**Exercise prompt**
Your answer should be the lines of the data below that contain "tree".

The records Block Start

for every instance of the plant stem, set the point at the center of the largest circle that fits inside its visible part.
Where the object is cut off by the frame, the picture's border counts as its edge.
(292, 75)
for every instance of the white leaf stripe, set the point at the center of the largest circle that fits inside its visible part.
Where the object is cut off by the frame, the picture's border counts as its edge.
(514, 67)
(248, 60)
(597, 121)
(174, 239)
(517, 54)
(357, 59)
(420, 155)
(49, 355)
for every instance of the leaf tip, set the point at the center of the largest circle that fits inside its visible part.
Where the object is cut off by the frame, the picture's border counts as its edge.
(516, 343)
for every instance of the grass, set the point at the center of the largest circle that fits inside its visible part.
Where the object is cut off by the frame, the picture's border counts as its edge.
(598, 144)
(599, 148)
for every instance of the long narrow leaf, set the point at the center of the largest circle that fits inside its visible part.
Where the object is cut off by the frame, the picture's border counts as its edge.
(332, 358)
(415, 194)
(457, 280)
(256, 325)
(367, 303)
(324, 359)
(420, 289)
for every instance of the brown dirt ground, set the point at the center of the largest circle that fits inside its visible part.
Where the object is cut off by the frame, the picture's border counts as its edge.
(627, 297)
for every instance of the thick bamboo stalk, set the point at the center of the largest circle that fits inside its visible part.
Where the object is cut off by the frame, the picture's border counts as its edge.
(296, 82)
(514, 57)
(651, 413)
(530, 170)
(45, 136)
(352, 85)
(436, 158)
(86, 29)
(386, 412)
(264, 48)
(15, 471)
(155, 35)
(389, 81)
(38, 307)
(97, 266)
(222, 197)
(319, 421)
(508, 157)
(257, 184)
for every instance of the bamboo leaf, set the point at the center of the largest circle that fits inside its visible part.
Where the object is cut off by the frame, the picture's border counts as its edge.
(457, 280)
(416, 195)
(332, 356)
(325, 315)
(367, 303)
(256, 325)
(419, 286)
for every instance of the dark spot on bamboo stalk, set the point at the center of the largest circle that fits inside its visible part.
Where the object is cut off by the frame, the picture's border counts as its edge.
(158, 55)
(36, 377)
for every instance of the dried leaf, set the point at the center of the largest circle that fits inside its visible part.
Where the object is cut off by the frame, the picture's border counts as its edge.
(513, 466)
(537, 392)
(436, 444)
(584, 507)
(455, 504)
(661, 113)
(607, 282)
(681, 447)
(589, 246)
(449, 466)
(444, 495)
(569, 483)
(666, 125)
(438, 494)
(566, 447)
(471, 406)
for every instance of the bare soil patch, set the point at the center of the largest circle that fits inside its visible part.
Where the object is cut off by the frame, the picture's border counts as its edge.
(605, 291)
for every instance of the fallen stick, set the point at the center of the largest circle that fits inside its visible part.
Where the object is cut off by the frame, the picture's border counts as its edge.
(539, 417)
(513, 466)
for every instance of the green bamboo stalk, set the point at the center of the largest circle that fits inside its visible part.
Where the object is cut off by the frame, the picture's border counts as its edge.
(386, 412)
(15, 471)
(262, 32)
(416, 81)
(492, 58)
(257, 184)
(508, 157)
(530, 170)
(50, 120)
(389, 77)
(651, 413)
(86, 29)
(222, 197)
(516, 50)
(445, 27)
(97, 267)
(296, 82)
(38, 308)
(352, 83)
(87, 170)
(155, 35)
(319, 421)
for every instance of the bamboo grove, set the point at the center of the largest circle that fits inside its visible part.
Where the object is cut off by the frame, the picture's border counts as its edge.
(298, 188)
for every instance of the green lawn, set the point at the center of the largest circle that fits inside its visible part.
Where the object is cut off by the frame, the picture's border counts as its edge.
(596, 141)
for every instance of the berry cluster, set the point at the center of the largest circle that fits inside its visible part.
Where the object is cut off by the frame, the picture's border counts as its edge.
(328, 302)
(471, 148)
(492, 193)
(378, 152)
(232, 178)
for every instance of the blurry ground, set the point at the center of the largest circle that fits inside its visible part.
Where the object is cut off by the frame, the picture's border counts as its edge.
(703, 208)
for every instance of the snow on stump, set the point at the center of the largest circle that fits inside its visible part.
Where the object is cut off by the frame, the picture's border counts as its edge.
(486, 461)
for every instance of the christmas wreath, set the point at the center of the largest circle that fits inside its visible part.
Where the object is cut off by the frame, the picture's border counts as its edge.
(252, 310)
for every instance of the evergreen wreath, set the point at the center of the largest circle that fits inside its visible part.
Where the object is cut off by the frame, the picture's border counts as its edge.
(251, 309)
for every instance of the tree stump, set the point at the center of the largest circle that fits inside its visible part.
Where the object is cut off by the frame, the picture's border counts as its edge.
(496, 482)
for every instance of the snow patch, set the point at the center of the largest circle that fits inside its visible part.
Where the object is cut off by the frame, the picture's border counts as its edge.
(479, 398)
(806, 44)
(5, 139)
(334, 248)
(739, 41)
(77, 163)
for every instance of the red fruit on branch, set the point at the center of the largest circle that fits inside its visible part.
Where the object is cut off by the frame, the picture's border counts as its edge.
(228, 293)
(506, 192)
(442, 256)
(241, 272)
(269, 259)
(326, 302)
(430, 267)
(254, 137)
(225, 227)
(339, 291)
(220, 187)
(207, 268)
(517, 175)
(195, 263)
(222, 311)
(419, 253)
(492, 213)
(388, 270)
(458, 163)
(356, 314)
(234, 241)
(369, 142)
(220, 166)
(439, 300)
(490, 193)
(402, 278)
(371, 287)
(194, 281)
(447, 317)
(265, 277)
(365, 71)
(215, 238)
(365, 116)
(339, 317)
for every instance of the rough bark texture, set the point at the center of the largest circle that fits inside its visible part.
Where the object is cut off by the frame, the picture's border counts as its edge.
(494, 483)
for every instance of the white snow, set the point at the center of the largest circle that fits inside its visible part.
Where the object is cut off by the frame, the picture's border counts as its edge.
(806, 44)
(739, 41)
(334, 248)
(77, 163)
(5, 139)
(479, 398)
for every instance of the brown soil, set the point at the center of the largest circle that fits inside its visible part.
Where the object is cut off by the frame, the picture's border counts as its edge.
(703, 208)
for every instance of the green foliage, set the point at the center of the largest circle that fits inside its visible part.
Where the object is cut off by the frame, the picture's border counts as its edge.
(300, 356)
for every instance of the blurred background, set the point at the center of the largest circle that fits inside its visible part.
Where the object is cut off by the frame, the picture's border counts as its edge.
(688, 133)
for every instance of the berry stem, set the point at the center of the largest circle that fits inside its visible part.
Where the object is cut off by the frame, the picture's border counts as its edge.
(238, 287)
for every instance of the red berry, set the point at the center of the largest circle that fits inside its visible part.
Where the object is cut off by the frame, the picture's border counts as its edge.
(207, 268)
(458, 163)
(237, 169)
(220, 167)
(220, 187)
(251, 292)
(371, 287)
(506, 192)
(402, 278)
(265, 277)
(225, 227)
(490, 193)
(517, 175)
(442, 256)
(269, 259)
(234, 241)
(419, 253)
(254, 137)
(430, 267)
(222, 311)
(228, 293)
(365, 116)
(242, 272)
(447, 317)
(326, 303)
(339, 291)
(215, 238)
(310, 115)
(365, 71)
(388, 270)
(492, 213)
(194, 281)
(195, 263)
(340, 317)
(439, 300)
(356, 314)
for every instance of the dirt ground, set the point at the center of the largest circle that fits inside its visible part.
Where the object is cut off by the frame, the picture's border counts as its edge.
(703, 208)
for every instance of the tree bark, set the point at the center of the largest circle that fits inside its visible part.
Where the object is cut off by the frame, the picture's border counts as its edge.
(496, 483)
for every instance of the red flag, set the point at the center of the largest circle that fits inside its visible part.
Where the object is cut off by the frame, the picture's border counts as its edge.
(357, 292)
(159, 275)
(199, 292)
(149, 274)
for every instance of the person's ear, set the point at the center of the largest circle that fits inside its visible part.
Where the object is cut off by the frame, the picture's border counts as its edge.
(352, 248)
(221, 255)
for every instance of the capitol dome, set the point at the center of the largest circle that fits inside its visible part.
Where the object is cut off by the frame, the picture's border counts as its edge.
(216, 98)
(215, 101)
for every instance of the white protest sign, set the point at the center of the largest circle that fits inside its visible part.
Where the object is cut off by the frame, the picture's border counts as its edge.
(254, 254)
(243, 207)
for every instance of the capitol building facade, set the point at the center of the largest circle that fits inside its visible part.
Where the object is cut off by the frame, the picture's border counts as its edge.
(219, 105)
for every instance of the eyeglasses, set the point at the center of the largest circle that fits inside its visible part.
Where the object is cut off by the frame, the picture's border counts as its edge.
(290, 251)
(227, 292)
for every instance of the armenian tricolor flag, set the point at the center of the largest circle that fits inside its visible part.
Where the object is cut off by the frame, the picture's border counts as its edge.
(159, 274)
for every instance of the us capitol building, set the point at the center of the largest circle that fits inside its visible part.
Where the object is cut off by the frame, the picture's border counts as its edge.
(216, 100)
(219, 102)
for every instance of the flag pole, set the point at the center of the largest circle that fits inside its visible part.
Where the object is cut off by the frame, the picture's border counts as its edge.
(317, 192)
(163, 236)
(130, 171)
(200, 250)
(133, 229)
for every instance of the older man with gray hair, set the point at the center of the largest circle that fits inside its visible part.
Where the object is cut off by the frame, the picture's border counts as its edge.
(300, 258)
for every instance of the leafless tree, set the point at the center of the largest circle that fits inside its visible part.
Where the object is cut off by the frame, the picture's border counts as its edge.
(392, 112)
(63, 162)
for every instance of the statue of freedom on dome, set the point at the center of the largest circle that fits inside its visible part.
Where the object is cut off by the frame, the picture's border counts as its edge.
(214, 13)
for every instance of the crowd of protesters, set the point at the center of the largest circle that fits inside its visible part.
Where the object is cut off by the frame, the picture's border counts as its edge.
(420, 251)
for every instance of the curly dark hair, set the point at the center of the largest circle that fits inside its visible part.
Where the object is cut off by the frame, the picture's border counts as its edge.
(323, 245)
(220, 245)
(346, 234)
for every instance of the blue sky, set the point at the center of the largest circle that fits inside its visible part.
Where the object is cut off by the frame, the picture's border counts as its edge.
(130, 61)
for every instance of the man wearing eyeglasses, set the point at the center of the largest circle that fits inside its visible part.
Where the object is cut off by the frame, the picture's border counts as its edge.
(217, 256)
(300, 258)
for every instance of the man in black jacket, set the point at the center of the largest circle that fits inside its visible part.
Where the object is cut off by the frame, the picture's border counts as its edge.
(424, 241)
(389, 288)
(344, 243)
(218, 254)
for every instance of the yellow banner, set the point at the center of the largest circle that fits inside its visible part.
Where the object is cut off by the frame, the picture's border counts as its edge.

The records Block End

**Response to this exercise**
for every instance of the tree stump, set the point at the center of the largest circle that fits inside its visible part.
for every instance of the tree bark, set the point at the center of the largest circle that fits inside its visible part.
for every instance of the leafless tree, set the point at the center of the largest circle that fits inside its visible part.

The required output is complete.